Short exercise>
Change every "thickest" in the data below to "widest", and reproduce everything else unchanged.
▶
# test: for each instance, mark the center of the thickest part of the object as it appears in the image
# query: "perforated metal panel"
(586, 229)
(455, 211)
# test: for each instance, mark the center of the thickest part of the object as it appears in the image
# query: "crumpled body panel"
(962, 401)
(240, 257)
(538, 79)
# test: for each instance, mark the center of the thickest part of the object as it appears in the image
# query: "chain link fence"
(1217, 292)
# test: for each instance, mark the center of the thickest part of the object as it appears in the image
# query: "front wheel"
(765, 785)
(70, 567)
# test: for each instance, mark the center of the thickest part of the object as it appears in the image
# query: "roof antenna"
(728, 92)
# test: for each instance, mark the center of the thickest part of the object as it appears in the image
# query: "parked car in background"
◀
Exercise output>
# test: for each instance, mark the center of the widest part of the object as it appears in the image
# query: "perforated metal panel"
(586, 229)
(455, 211)
# test: for each instance, mark the center of the widest part of the object as it appears in the image
# query: "crumpled body panel"
(962, 401)
(240, 257)
(538, 79)
# test: for each instance, mark the center of the widest part of the object as it appears in the image
# query: "chain link fence"
(1217, 292)
# test: for each instance, mark the center of the widest part of the object as it appears in the image
# query: "front wheel"
(765, 785)
(70, 567)
# test: for each instance, mark the center of the widest part of the object as it appears in the image
# query: "roof antenna"
(728, 92)
# test: for each instance, mark the center of the widest part of the object as it appears in the image
# query: "parked car in background"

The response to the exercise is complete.